> **Assigned task**: Start at the line below containing "negative clicks: (26, 4) (22, 30)" and stop at the line containing "positive clicks: (172, 24)". Repeat every line of that stretch exactly, and nothing outside it.

****

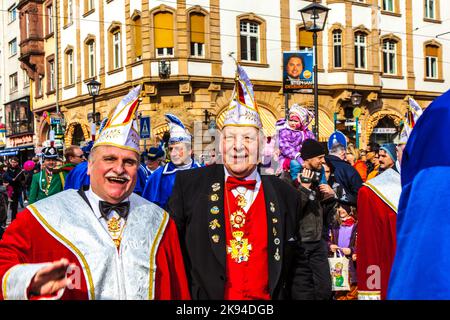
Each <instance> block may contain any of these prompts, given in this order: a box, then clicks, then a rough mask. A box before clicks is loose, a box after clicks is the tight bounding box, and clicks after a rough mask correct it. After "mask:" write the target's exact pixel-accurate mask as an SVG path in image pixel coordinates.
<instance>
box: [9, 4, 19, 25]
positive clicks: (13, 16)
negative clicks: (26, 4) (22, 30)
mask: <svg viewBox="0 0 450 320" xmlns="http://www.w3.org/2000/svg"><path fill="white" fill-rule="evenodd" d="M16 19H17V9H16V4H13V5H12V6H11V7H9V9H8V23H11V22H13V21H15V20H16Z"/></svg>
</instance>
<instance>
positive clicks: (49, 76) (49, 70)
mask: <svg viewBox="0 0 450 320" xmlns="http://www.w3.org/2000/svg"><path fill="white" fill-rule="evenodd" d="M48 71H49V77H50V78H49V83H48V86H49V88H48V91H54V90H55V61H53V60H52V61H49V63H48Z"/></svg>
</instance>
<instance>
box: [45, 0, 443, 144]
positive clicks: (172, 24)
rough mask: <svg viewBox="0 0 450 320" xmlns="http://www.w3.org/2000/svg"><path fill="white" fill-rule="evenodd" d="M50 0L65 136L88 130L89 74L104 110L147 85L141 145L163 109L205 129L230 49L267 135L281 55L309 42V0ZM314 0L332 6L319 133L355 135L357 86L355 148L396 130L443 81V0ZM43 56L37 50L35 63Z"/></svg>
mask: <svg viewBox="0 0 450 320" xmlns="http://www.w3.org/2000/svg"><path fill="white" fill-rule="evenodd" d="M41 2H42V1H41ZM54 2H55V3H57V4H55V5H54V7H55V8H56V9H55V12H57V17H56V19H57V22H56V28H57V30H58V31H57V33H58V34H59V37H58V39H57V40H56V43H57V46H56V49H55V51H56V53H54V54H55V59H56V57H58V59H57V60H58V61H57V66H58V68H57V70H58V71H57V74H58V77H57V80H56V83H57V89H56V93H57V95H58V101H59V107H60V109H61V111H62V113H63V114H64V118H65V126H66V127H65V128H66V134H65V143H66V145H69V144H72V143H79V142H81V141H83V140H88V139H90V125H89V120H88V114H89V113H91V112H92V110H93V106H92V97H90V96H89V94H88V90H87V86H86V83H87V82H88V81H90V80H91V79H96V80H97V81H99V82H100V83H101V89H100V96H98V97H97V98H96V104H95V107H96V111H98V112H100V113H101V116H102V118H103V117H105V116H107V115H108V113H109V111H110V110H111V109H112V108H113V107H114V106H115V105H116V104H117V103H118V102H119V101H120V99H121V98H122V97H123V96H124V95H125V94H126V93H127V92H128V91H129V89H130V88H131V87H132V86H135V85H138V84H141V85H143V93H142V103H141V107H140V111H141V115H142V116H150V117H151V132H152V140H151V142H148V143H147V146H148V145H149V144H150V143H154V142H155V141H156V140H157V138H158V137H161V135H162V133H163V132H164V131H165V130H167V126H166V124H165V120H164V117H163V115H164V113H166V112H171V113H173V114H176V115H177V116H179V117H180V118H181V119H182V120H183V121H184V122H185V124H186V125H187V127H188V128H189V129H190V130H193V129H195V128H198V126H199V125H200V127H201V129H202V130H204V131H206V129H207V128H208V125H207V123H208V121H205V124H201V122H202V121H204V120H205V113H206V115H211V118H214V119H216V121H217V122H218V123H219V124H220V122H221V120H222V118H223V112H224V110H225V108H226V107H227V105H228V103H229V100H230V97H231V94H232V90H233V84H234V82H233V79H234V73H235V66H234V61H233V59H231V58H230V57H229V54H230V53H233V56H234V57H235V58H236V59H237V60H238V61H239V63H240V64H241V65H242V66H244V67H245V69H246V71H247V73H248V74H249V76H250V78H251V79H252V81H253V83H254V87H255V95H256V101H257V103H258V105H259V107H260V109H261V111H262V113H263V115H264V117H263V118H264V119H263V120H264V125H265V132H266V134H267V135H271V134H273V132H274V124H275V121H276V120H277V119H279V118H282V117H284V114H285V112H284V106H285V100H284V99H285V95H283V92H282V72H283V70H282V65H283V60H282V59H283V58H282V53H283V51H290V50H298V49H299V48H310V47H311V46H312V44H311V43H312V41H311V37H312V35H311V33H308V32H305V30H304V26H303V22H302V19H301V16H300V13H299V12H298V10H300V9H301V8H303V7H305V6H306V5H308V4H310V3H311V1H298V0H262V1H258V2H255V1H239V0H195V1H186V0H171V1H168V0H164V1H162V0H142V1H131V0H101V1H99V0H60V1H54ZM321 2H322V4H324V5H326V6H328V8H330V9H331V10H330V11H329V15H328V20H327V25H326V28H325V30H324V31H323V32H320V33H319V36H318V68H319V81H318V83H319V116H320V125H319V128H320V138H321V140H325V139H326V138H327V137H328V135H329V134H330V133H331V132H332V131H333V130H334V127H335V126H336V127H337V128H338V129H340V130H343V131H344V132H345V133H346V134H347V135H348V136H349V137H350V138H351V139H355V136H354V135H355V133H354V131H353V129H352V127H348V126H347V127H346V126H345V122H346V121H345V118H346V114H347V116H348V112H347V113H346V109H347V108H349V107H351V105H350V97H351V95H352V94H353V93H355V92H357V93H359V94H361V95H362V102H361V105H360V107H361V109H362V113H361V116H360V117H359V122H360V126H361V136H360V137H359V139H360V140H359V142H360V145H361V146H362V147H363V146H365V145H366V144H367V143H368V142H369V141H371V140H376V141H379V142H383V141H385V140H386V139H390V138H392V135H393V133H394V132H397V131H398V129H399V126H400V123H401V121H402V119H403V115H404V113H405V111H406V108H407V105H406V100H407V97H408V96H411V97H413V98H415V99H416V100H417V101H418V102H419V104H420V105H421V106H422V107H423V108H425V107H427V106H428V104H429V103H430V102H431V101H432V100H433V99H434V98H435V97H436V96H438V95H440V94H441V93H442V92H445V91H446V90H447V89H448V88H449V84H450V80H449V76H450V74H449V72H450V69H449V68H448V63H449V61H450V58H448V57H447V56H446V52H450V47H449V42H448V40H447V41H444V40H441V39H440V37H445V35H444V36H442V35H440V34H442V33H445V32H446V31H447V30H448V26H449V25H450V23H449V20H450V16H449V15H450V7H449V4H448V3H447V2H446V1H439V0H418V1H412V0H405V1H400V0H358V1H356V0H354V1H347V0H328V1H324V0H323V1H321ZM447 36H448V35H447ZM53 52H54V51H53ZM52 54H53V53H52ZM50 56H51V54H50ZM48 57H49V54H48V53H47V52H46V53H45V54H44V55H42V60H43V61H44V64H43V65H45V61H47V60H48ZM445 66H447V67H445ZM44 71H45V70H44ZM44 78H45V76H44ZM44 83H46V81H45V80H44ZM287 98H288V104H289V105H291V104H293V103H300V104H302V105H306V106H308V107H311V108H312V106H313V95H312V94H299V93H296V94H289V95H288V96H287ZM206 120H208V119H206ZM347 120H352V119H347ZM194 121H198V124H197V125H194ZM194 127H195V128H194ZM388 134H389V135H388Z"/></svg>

****

> **Answer box**:
negative clicks: (26, 4) (22, 30)
mask: <svg viewBox="0 0 450 320" xmlns="http://www.w3.org/2000/svg"><path fill="white" fill-rule="evenodd" d="M16 19H17V9H16V4H13V5H12V6H11V7H9V9H8V23H11V22H13V21H15V20H16Z"/></svg>
</instance>
<instance>
positive clicks: (49, 76) (49, 70)
mask: <svg viewBox="0 0 450 320" xmlns="http://www.w3.org/2000/svg"><path fill="white" fill-rule="evenodd" d="M48 71H49V77H50V78H49V83H48V86H49V88H48V91H54V90H55V61H53V60H52V61H49V63H48Z"/></svg>
</instance>
<instance>
box: [45, 0, 443, 144]
positive clicks: (172, 24)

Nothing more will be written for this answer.